**Exercise requirements:**
1. Answer these questions using the passage on Black's Link:
(a) Which two places does the road connect?
(b) Who was the road named after?
(c) Which regulations prohibit vehicles and bicycles from entering roads within country parks?
2. Does the passage on Black's Link support each statement below? Answer yes or no, and quote the words from the passage that decide it.
(a) Part of the road belongs to Section 4 of the Hong Kong Trail.
(b) The road lies on the hillside north of Mount Nicholson.
(c) Cars can drive between Wan Chai Gap and Wong Nai Chung Gap by way of the road.
3. According to the passage on Black's Link, who often promotes the road as the Peak District? List all of them.

**Page extract:**
Black's Link (布力徑) is a road in Hong Kong, located on the hillside south of Mount Nicholson on Hong Kong Island, connecting Wan Chai Gap and Wong Nai Chung Gap. Part of the road is a luxury residential area, while part of the road is part of Section 4 of the Hong Kong Trail. It was named after Major-General Sir Wilsone Black, the commander-in-chief of the British Army in Hong Kong in the late 19th century and former Acting Governor of Hong Kong.

There are residential areas at the eastern end of Black's Link, which is accessible by vehicles. But the after the residential area is Aberdeen Country Park. According to the Country Parks and Special Areas Regulations (郊野公園及特別地區規例), vehicles and bicycles are prohibited from entering the roads within country parks. There are signs at both ends of the Black's Link warning motorists and cyclists not to enter the country park. Therefore, cars or bicycles cannot travel between Wan Chai Gap and Wong Nai Chung Gap via the Black's Link.

It is worth noting that financial news, real estate developers and real estate agents often promote Black's Link as the Peak District, but in fact Black's Link is belong to Central & Western District.

[Data records]
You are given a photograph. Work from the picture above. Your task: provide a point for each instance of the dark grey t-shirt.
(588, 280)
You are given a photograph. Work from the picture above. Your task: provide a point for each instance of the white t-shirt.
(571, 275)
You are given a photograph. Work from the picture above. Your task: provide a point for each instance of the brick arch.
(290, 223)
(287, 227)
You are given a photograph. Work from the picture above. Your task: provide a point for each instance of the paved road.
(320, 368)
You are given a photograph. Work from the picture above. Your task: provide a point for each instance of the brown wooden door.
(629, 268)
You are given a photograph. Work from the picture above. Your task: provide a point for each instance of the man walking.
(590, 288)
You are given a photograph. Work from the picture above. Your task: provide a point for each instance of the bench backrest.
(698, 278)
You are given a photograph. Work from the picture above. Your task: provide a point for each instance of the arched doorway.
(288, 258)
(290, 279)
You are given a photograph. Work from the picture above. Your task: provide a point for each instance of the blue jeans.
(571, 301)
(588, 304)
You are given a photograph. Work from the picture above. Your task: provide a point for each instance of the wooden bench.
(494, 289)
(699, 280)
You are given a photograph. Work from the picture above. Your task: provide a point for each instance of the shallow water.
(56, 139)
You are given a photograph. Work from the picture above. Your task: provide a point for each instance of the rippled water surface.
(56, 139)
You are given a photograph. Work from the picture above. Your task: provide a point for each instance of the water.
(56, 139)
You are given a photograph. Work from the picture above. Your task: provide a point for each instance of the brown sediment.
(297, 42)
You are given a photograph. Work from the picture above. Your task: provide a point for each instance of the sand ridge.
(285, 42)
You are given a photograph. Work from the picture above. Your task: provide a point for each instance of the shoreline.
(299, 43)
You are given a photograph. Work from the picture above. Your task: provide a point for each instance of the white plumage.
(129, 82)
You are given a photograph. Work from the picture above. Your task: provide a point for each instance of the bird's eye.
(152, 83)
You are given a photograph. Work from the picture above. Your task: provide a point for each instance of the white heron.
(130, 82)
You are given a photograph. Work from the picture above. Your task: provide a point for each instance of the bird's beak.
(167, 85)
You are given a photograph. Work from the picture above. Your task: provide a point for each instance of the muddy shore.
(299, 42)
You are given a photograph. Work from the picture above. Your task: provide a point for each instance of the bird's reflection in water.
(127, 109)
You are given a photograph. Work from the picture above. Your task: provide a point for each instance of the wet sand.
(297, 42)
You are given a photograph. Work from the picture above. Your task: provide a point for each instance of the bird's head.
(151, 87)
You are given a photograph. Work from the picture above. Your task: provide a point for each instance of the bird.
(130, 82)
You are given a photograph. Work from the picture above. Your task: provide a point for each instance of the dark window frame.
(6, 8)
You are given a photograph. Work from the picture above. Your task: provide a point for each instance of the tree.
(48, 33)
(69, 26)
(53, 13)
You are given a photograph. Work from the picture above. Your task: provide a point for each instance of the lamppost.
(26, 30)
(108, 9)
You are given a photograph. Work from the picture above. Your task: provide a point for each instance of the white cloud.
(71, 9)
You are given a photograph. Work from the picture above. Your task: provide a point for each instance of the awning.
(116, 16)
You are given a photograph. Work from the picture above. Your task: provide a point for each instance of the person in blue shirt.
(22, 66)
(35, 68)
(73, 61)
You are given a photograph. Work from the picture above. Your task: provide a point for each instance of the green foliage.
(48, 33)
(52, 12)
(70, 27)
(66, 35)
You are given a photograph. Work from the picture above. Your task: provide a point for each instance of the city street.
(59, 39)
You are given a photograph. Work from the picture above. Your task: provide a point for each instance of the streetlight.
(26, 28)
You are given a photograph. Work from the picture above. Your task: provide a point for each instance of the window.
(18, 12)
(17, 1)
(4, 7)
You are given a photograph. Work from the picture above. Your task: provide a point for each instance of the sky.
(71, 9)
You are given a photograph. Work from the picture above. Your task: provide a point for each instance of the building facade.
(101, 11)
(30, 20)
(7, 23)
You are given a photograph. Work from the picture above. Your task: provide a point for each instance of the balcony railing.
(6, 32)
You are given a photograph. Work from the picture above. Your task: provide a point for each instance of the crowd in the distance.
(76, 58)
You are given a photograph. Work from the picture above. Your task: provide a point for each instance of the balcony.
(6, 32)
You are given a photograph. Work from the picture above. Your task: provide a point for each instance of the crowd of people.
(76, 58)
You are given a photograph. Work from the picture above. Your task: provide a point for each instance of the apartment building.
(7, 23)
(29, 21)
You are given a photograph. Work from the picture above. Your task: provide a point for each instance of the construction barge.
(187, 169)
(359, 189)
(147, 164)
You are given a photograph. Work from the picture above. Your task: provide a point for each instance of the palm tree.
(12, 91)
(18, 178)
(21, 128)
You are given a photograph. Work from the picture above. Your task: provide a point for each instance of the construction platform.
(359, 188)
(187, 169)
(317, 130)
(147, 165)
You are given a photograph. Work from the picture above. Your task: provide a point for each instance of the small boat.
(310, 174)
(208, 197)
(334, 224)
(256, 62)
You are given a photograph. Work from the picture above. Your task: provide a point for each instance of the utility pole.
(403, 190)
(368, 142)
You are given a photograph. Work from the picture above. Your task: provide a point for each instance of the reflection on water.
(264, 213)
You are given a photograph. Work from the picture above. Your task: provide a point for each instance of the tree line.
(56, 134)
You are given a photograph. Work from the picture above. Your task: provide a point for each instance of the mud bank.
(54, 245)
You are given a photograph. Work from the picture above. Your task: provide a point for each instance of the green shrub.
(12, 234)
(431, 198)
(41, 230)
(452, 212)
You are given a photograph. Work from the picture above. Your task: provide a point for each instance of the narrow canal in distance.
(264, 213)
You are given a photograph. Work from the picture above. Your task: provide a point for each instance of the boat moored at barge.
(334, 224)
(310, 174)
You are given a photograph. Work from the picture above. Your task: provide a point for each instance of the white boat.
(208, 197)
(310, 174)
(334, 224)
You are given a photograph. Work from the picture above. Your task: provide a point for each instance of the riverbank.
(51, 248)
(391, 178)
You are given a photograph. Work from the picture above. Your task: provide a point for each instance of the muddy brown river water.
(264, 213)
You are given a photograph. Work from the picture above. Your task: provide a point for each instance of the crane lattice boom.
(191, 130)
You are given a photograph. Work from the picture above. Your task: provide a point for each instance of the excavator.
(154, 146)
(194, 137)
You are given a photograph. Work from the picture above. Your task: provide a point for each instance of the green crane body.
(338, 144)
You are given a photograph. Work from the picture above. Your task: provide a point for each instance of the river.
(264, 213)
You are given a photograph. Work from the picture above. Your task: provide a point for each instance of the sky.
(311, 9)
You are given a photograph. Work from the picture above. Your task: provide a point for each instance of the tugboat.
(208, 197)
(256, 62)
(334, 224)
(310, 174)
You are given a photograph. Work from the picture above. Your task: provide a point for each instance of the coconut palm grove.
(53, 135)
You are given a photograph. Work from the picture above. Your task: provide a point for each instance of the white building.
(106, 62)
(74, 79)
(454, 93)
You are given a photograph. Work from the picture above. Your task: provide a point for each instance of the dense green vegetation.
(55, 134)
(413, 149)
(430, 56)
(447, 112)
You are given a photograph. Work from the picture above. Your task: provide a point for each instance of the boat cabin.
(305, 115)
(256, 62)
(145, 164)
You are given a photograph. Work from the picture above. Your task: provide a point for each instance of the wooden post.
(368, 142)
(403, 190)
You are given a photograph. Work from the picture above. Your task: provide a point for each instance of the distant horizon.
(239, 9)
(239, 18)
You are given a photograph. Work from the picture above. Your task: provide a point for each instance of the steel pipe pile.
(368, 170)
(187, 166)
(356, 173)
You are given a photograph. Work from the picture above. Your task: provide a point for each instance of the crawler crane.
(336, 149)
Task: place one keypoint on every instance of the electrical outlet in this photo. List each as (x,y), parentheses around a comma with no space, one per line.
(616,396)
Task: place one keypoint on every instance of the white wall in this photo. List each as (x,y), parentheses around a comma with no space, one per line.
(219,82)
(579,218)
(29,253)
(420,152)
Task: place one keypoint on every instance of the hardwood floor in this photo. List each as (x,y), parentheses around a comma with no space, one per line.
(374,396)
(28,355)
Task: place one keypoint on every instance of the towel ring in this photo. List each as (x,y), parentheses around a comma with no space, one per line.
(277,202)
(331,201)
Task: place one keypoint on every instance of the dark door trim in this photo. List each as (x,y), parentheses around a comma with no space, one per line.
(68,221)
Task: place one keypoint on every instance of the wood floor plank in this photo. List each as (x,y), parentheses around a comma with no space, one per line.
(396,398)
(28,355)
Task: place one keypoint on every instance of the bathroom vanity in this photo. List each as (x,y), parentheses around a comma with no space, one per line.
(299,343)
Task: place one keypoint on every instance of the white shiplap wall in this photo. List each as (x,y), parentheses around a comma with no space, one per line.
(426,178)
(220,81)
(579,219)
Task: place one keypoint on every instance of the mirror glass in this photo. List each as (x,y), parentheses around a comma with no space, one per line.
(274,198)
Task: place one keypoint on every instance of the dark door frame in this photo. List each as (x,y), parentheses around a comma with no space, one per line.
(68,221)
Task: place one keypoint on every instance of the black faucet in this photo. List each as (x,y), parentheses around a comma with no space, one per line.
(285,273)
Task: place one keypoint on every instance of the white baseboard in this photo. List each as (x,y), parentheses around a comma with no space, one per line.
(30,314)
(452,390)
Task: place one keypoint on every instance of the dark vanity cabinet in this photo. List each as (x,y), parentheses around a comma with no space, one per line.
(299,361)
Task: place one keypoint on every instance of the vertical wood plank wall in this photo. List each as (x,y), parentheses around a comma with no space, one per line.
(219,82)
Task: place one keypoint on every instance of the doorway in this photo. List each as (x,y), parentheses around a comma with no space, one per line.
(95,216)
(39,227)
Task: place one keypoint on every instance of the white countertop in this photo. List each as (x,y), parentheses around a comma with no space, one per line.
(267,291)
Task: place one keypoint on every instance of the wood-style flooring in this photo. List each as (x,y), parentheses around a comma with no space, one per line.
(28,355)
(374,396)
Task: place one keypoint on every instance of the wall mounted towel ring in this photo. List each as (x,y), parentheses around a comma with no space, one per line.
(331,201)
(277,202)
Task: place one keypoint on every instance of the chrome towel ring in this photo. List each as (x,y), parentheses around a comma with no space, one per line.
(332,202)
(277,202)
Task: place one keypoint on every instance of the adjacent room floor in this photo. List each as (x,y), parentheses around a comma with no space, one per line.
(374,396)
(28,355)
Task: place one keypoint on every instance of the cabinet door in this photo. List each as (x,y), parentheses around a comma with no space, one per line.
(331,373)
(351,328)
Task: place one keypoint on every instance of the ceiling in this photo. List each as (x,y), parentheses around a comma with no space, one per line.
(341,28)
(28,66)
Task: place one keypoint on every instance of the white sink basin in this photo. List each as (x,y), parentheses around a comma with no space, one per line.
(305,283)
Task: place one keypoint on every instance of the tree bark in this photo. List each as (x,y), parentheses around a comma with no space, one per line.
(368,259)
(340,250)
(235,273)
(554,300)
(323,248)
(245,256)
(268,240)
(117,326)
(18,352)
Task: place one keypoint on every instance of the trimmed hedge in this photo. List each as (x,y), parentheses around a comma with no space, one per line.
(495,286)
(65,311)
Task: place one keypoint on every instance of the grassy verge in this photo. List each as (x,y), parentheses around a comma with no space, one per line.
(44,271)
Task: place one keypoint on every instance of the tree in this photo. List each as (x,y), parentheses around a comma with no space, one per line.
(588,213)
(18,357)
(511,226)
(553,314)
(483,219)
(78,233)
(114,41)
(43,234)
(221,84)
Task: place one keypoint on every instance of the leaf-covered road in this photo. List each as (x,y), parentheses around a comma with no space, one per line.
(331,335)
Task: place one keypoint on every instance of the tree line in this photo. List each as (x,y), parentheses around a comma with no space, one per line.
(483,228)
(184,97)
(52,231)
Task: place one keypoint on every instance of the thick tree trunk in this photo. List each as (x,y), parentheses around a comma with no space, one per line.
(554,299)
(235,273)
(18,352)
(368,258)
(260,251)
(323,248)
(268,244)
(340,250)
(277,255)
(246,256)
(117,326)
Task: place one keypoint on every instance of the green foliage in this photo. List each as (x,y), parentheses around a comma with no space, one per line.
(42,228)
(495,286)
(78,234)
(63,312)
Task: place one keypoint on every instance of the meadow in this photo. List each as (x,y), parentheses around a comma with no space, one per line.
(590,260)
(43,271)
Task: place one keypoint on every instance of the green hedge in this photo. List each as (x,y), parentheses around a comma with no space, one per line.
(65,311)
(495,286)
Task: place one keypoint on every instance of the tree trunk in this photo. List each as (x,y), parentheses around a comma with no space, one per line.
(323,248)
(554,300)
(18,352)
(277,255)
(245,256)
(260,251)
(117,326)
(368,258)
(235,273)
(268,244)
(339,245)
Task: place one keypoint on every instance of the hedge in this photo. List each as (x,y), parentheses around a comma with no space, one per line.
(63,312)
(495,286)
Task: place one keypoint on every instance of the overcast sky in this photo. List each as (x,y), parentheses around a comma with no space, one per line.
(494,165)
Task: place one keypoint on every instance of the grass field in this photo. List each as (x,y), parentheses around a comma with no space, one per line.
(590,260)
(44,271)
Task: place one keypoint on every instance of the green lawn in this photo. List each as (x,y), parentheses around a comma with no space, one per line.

**Exercise solutions:**
1.
(a) Wan Chai Gap and Wong Nai Chung Gap
(b) Major-General Sir Wilsone Black
(c) The Country Parks and Special Areas Regulations (郊野公園及特別地區規例)

2.
(a) Yes: "part of the road is part of Section 4 of the Hong Kong Trail"
(b) No: "located on the hillside south of Mount Nicholson"
(c) No: "cars or bicycles cannot travel between Wan Chai Gap and Wong Nai Chung Gap via the Black's Link"

3.
- Financial news
- Real estate developers
- Real estate agents